§ Text provided
☆ ☆ ☆
Pause v. City of Atlanta

Decision Date13 January 1896
PartiesPAUSE v. CITY OF ATLANTA.
CourtGeorgia Supreme Court

Casemaker Note: Portions of this opinion were specifically rejected by a later court in 146 S.E.2d 884

Casemaker Note: Portions of this opinion were specifically rejected by a later court in 251 S.E.2d 546

Casemaker Note: Portions of this opinion were specifically rejected by a later court in 308 F.Supp. 777

Casemaker Note: Portions of this opinion were specifically rejected by a later court in 146 S.E.2d 884

Casemaker Note: Portions of this opinion were specifically rejected by a later court in 251 S.E.2d 546

Syllabus by the Court.

1. A leasehold is such an estate as that if, in the construction by the municipal authorities of a city of a public improvement in one of its streets, the estate of one holding such an interest in real property be damaged, he may sustain an action.

2. The construction in a street by the municipal authorities of a city of any public improvement which results in permanent injury to the property of an abutting lot owner, gives to such owner a right of action for damages resulting to him therefrom.
☆ ☆ ☆
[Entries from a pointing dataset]

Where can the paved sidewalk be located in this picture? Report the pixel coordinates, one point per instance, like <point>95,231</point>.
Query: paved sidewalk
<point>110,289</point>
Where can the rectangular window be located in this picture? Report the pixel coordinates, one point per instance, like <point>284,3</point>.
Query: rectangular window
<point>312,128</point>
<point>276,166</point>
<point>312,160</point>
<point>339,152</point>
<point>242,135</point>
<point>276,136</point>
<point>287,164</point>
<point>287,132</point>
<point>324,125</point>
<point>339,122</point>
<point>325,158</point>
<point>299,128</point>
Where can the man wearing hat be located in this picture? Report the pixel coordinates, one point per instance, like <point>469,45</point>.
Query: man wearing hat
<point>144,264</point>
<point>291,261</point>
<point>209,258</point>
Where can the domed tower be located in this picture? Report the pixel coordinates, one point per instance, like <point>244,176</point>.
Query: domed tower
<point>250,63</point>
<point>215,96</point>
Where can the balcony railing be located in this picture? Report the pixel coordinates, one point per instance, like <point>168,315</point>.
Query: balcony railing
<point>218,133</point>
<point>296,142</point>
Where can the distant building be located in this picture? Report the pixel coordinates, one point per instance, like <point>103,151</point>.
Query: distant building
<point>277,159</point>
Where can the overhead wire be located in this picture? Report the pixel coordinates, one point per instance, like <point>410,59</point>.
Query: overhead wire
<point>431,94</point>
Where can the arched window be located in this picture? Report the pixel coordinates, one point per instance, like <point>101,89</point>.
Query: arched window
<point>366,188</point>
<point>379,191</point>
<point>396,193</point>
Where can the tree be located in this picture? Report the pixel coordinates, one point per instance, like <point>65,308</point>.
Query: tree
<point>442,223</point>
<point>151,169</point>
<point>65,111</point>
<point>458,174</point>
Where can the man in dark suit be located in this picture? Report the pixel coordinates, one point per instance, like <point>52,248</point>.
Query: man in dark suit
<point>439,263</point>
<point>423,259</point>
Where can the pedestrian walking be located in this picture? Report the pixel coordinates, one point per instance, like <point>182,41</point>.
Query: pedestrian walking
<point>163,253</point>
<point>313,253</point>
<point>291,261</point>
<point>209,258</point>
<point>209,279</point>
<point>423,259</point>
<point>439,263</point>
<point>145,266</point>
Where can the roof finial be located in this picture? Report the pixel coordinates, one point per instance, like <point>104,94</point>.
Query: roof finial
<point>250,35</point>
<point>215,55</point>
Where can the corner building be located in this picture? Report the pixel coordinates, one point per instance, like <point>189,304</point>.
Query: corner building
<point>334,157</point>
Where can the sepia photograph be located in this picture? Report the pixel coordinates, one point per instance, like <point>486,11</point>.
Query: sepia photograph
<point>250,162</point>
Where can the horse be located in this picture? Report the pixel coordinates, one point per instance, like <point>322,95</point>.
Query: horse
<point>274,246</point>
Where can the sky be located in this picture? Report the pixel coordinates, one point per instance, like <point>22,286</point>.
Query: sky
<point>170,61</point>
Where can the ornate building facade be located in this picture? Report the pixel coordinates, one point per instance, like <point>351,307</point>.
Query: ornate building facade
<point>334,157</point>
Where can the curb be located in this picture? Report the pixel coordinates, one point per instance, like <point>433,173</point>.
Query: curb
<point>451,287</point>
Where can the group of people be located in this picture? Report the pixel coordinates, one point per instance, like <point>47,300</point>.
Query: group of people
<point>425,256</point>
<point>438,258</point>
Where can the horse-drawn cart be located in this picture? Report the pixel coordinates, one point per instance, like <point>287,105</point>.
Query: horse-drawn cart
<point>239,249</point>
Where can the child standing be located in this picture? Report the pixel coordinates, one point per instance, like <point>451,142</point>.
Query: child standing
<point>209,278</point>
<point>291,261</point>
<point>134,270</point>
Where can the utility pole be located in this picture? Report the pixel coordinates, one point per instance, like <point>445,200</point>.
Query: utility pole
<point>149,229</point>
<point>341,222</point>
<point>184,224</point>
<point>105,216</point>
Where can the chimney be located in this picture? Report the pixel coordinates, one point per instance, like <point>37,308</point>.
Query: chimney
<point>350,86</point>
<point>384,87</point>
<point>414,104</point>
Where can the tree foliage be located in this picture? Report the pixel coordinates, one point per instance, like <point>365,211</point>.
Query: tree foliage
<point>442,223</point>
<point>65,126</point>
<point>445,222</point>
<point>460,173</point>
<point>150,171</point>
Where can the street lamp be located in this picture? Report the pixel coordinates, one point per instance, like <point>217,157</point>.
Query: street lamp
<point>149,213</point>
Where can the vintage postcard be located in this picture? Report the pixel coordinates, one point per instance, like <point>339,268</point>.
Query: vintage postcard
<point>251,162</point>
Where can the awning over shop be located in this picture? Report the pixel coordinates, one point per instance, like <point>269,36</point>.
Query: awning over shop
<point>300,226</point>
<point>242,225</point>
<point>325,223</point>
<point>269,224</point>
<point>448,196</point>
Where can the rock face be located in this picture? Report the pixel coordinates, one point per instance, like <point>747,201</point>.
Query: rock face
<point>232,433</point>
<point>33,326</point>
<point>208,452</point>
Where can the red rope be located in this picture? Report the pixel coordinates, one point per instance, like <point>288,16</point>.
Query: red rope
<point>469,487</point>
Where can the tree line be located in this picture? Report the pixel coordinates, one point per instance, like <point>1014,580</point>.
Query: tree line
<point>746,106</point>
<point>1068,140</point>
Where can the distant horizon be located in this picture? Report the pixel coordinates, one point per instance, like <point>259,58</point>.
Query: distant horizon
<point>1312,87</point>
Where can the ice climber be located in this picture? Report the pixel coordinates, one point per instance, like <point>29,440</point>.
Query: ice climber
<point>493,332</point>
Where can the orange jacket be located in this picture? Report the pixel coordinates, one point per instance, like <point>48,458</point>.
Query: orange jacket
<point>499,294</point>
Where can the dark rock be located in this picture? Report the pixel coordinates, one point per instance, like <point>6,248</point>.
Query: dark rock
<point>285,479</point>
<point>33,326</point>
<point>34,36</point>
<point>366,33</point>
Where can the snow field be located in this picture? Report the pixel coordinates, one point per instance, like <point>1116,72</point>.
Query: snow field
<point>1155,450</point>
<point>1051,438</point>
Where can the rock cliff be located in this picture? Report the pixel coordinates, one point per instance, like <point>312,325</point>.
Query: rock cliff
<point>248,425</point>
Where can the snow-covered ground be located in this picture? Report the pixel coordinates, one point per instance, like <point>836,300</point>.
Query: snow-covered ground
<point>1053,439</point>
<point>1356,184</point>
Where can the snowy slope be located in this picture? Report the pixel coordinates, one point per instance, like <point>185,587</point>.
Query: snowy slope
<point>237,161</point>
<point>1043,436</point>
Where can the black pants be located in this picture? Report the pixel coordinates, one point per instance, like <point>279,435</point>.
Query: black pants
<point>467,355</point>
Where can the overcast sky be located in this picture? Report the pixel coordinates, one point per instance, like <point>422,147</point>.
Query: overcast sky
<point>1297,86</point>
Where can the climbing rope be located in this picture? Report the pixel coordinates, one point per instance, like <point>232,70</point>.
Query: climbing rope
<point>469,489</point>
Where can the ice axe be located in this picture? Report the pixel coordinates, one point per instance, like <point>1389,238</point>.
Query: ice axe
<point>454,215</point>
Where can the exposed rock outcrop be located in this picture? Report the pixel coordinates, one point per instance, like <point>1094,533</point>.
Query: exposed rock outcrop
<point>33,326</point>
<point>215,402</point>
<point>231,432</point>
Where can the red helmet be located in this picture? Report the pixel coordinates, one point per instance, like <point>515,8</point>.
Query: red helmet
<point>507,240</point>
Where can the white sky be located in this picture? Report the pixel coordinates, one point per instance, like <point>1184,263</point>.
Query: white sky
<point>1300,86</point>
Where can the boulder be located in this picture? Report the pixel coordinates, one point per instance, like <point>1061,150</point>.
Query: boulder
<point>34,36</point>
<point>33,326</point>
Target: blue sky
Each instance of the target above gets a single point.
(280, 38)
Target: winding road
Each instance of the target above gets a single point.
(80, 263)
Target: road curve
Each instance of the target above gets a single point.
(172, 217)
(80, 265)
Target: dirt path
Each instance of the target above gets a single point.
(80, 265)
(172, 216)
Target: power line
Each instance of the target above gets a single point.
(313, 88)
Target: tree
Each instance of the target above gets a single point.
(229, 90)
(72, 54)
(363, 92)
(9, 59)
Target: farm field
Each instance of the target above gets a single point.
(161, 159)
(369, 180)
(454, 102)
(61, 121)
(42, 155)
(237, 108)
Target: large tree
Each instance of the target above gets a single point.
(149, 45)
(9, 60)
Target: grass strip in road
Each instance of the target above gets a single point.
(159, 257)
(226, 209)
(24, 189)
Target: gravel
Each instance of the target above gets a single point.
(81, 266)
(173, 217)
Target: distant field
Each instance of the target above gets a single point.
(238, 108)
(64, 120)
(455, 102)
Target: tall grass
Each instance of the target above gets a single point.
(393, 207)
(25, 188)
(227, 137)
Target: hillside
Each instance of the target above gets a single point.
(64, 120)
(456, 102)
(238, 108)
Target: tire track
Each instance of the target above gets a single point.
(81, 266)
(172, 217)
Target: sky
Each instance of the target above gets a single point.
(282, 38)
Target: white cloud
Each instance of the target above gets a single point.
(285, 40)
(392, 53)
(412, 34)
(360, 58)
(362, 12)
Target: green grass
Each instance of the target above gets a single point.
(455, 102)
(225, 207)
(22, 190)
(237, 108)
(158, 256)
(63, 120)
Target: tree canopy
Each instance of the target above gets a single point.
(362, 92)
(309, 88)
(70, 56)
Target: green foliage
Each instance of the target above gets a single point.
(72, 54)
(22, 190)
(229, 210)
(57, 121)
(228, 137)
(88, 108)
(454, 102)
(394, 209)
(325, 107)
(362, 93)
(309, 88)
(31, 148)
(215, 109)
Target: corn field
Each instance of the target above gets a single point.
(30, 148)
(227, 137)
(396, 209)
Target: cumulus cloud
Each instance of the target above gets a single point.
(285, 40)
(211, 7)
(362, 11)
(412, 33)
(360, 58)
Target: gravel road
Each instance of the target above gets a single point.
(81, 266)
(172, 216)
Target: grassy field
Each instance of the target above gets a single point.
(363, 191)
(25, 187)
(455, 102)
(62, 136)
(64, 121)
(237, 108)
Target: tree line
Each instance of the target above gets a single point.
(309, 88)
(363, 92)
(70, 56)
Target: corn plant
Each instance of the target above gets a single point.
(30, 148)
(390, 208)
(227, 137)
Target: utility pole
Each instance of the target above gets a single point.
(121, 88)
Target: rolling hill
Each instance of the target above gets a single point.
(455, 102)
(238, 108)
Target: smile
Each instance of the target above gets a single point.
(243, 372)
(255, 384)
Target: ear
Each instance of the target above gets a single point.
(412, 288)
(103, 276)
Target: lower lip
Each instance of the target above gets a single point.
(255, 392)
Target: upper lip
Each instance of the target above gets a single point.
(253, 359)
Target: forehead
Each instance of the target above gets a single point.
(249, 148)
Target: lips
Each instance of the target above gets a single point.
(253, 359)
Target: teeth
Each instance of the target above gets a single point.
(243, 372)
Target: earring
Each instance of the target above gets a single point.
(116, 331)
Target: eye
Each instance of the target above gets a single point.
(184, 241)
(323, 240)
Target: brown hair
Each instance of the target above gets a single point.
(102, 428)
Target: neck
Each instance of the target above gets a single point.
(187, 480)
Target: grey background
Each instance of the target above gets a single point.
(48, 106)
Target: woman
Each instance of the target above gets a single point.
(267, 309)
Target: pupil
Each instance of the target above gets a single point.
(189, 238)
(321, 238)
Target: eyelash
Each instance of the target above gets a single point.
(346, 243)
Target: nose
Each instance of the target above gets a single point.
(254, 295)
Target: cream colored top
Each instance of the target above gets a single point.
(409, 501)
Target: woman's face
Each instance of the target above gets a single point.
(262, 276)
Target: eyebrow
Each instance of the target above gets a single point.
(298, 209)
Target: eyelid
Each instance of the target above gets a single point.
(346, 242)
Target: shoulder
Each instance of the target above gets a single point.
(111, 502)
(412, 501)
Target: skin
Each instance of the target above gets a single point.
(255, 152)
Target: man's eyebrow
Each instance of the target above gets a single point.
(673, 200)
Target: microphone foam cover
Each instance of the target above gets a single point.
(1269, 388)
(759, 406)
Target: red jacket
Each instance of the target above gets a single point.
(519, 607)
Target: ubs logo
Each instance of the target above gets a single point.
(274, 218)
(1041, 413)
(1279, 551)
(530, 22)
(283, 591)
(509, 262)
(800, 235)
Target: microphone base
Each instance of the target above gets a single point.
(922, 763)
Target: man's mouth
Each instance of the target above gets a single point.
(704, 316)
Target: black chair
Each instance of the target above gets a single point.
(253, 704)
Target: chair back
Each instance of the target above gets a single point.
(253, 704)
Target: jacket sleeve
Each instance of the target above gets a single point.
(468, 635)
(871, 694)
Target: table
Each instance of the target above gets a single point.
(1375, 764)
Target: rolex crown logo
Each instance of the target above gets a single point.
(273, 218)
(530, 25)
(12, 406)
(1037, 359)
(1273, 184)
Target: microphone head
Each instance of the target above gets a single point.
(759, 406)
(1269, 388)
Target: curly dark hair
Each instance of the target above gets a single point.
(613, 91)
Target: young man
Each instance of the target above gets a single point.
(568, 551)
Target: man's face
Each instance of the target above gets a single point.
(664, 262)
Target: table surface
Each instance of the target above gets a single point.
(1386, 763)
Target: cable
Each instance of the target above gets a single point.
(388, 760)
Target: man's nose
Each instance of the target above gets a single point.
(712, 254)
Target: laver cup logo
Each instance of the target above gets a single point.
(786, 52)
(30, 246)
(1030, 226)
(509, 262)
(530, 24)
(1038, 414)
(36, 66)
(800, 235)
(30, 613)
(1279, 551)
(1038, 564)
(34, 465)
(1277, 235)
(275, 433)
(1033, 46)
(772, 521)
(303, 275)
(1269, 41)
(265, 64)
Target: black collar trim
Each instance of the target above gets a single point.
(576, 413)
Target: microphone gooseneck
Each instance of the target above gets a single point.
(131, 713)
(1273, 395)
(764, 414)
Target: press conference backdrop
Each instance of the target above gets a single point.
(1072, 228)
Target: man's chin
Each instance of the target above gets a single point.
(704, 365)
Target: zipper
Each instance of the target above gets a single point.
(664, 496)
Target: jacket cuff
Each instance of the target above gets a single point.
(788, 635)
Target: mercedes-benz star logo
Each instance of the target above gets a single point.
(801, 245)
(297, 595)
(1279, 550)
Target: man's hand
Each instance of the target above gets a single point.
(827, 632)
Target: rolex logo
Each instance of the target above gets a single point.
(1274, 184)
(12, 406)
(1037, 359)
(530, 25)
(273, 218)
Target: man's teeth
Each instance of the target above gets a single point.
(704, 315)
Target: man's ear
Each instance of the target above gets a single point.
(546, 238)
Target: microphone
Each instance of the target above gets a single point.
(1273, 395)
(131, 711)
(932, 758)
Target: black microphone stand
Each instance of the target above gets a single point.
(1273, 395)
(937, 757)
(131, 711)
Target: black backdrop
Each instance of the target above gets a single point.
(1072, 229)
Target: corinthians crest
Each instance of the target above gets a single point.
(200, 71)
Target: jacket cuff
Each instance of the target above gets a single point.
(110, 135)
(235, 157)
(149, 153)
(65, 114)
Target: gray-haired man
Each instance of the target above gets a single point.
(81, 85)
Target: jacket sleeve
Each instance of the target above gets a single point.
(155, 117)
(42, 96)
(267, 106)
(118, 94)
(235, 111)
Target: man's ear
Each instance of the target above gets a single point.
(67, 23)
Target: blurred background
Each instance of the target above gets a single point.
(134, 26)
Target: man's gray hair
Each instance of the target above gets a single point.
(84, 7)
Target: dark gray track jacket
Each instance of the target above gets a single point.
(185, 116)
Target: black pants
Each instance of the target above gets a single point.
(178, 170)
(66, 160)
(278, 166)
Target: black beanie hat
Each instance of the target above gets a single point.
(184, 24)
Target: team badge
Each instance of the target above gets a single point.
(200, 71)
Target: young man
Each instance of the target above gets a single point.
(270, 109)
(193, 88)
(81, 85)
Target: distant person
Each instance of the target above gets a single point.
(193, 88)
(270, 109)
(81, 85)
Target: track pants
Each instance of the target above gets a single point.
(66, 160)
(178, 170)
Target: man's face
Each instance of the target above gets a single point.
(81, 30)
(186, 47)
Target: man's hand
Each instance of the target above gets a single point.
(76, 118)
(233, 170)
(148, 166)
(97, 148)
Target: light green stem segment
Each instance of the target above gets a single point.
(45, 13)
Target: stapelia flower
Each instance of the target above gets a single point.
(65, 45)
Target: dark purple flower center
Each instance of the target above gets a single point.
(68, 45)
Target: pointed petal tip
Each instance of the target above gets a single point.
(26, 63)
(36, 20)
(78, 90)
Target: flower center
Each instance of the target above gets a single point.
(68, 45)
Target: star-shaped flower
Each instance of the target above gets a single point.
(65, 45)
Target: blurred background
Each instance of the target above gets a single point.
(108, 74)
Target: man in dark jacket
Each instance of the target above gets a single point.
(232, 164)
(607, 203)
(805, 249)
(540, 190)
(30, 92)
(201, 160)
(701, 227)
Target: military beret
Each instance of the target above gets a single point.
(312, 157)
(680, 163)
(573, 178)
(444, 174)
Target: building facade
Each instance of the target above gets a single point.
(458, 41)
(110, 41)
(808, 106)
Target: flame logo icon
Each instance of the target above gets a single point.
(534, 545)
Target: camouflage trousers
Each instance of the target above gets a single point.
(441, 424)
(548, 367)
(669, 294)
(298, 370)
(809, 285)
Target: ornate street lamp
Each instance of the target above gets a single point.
☆ ☆ ☆
Carry on the Pause v. City of Atlanta court opinion, starting right after its last sentence.

§ Final answer
3. Where, according to the plan of a proposed public improvement, its completion must inevitably result either in the total exclusion of a leaseholder from his premises, or render the same so inconvenient as to render it valueless to her for the purposes for which it is leased, she may abandon here lease, and vacate the premises, whenever, in the execution of the projected plan of construction, the work has so far progressed as virtually to destroy his lease, and thus prevent the enjoyment by him of his estate, and thereupon may sue for and recover from the city the diminution, during the remainder of his unexpired term, in the market value of the premises for rent, caused by the construction of such improvement.

4. In such case, neither the profits of the business carried on upon the premises so leased, nor the cost of fixtures or other improvements placed therein, nor of articles purchased for the purpose of enabling the lessee to conduct such business, nor the diminution in value of such fixtures improvements, or articles as are removed by the lessee from the premises upon leaving the same are recoverable as damages; but the increased value of the premises for rent in consequence of the putting in of such fixtures and improvements may be considered in computing the damages to the leasehold estate.

5. On the trial of such a case it is competent for the plaintiff to prove that the business in question was in fact profitable not for the purpose of recovering any loss in profits, but solely to illustrate and throw light upon the value of the premises for rent.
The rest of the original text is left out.